--- start Data shown ---

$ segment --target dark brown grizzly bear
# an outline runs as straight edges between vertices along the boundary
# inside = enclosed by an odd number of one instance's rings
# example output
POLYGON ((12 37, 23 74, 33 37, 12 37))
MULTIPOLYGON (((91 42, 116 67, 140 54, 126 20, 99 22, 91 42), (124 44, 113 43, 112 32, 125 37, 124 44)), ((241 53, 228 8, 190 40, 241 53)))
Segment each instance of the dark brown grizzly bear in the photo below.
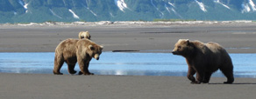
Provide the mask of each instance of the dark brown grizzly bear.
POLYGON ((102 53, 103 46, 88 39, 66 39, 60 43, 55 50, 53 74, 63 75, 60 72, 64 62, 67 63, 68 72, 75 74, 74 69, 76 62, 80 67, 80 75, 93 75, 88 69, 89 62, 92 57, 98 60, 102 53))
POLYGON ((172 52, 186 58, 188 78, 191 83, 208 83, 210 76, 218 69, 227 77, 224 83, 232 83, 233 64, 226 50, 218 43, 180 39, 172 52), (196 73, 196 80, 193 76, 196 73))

--- end Data shown ---
--- start Data shown ---

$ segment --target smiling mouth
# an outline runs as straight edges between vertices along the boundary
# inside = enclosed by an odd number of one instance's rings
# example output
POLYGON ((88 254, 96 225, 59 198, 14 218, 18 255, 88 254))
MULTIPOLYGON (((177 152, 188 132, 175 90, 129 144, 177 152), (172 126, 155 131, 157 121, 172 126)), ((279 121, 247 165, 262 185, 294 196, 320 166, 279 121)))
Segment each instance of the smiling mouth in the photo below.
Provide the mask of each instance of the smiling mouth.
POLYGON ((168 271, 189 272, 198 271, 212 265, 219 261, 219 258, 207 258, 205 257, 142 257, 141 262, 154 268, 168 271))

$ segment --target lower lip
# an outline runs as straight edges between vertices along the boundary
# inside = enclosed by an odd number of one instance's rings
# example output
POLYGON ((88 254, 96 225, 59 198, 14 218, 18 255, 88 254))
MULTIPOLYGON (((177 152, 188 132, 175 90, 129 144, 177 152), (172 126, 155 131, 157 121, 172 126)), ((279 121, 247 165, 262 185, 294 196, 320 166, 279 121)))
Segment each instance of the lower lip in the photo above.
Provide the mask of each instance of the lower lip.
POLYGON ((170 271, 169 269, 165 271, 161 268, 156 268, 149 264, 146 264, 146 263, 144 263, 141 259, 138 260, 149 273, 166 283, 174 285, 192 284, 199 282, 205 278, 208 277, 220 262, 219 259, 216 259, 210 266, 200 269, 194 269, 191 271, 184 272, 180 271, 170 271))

--- end Data shown ---
--- start Data shown ---

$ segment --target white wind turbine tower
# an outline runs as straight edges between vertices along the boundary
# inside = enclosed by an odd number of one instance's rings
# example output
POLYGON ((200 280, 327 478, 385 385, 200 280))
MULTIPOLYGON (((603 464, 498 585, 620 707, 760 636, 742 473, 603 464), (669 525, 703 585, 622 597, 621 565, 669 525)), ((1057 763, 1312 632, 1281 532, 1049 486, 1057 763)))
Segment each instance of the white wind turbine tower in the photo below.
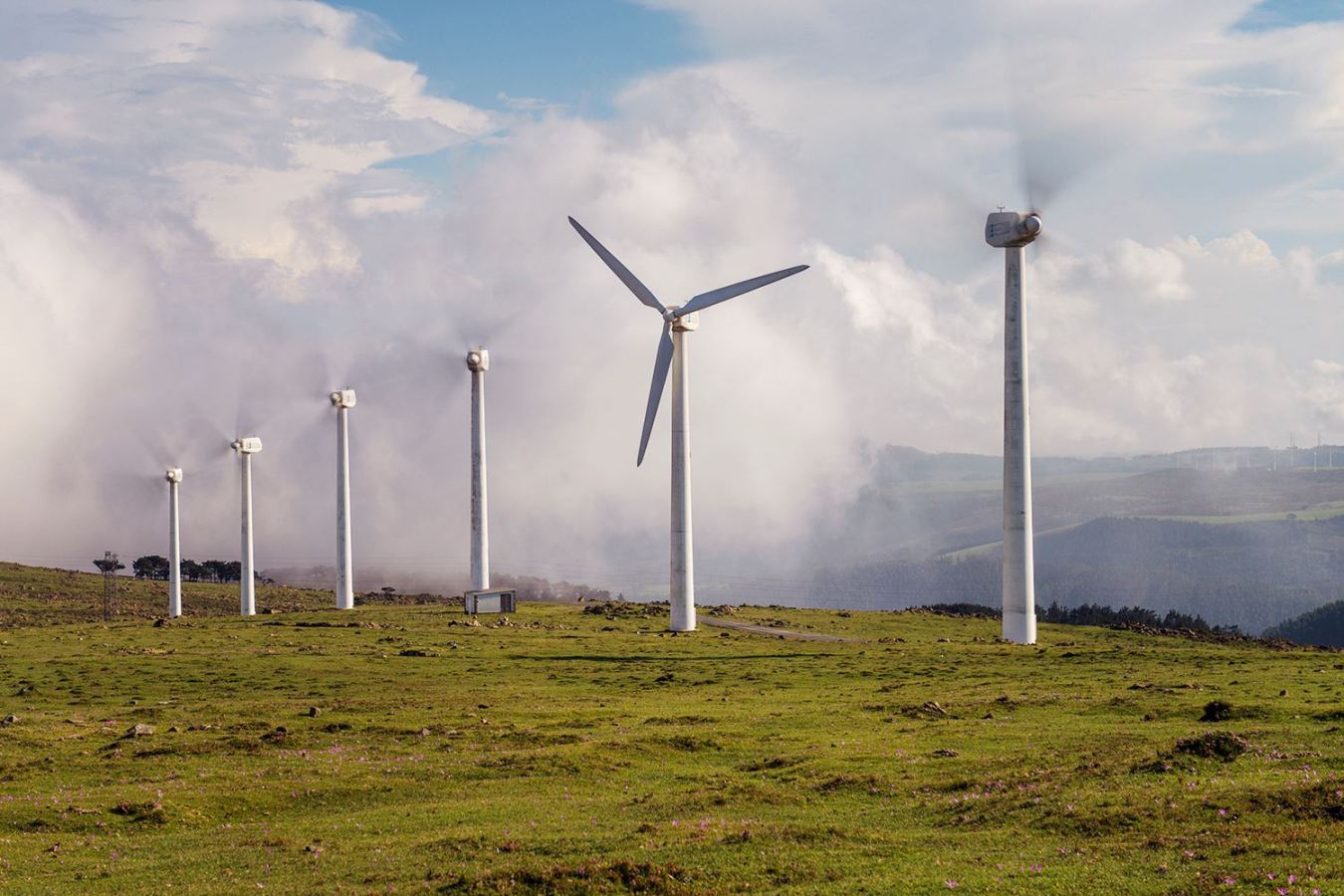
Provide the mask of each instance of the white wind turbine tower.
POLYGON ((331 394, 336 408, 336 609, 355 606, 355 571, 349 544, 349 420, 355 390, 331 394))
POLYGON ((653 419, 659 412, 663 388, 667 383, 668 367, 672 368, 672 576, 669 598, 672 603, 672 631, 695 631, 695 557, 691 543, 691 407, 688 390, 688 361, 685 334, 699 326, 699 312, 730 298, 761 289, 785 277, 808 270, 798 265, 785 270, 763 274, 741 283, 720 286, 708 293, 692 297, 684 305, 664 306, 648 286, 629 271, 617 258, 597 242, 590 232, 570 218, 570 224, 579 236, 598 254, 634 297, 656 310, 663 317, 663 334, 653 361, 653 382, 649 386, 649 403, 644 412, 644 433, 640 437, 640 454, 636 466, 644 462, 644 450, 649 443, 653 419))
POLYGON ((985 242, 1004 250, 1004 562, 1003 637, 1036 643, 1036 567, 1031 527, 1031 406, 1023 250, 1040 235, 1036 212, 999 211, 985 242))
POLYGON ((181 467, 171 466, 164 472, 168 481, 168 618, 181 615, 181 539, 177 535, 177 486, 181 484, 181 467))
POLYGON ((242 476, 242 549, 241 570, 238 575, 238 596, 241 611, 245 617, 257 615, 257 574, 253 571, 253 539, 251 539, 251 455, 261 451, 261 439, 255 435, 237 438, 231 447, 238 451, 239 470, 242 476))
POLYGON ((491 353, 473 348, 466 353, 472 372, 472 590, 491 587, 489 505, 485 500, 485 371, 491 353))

--- end Data shown ---

**Aim of the exercise**. Copy out the data above, from the line that contains "--target dark brown grizzly bear" through the line that contains "POLYGON ((172 52, 186", keeping every line unchanged and including both of those lines. Omit the pictures from your copy.

**In response**.
$ segment --target dark brown grizzly bear
# an outline runs as straight edges between vertices along the boundary
# inside = enclosed by an odd number of one instance's rings
# example output
POLYGON ((12 37, 23 74, 33 37, 12 37))
MULTIPOLYGON (((91 42, 116 67, 140 54, 126 20, 99 22, 91 42), (124 44, 113 43, 112 32, 125 37, 124 44)), ((241 53, 228 8, 190 40, 241 53)))
Segment each instance of the dark brown grizzly bear in the photo below.
Provide the mask of each instance of the dark brown grizzly bear.
POLYGON ((102 53, 103 46, 88 39, 66 39, 60 43, 55 50, 53 74, 63 75, 60 72, 64 62, 67 63, 68 72, 75 74, 74 69, 76 62, 80 67, 80 75, 93 75, 88 69, 89 62, 92 57, 98 60, 102 53))
POLYGON ((172 52, 186 58, 188 78, 191 83, 208 83, 210 76, 218 69, 227 77, 224 83, 232 83, 233 64, 226 50, 218 43, 180 39, 172 52), (196 73, 196 80, 193 76, 196 73))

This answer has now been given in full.